##### Record extracts

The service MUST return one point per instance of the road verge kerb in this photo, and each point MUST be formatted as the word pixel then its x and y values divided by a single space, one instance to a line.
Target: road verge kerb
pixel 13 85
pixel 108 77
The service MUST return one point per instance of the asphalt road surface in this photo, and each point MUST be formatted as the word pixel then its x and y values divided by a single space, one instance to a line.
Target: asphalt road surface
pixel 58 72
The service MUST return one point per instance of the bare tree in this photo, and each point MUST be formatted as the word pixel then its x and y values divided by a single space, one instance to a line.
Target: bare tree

##########
##### Record extracts

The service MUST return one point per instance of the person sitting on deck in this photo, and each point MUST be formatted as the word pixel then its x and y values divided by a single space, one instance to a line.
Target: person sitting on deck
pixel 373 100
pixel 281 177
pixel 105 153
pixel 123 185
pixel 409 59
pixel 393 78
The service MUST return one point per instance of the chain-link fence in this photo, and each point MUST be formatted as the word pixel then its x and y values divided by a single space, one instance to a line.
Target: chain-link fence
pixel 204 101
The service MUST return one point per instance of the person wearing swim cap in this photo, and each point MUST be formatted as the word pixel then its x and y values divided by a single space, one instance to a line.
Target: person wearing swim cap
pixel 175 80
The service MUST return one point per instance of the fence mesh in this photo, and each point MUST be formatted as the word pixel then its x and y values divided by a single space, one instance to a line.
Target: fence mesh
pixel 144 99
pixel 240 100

##########
##### Record extracts

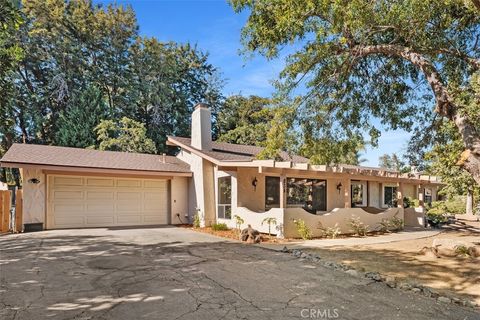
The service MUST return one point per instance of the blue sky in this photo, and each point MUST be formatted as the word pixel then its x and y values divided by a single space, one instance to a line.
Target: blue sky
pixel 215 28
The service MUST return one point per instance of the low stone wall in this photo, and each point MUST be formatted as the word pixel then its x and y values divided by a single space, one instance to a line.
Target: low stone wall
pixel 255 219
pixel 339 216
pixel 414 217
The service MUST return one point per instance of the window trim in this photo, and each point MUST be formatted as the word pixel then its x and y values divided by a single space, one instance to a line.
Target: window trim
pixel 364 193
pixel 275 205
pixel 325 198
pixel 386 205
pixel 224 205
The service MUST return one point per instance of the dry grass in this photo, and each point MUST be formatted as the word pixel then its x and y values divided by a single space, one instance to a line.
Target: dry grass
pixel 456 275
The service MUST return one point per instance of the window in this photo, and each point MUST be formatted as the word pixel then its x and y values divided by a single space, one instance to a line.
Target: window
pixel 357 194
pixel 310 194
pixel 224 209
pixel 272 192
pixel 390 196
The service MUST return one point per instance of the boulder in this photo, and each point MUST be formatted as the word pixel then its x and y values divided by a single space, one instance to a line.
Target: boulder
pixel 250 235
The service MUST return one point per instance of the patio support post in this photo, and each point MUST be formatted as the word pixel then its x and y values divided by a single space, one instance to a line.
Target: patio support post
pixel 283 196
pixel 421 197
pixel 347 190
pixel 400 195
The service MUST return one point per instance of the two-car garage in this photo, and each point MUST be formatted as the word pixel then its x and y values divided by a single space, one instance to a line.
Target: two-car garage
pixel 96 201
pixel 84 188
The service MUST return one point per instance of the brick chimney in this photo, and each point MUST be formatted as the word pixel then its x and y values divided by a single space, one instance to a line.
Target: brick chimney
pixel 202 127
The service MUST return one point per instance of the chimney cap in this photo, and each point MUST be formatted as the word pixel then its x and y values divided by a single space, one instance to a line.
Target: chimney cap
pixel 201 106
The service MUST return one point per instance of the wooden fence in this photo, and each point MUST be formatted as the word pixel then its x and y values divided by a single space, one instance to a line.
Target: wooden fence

##########

→ Task details: Rewrite the records starting at the line containing "the person sitting" and ending at the line containing "pixel 175 80", with "swim cap" changed to "swimming cap" and everything else left unchanged. Give only those lines.

→ Full response:
The service MUST return one point per instance of the person sitting on deck in this photo, and each point MUST be formatted as the word pixel then its x and y values divided by a single space, one instance to a line.
Target: person sitting on deck
pixel 373 100
pixel 281 177
pixel 105 153
pixel 123 185
pixel 409 59
pixel 393 78
The service MUST return one point per instance of the chain-link fence in this photo, and each point MUST be formatted as the word pixel then its x and y values divided by a single space, one instance to a line.
Target: chain-link fence
pixel 204 101
The service MUST return one point per instance of the person wearing swimming cap in this photo, and each point MUST be formatted as the word pixel then its x and y values divided by a single space, one instance to a line.
Target: person wearing swimming cap
pixel 175 80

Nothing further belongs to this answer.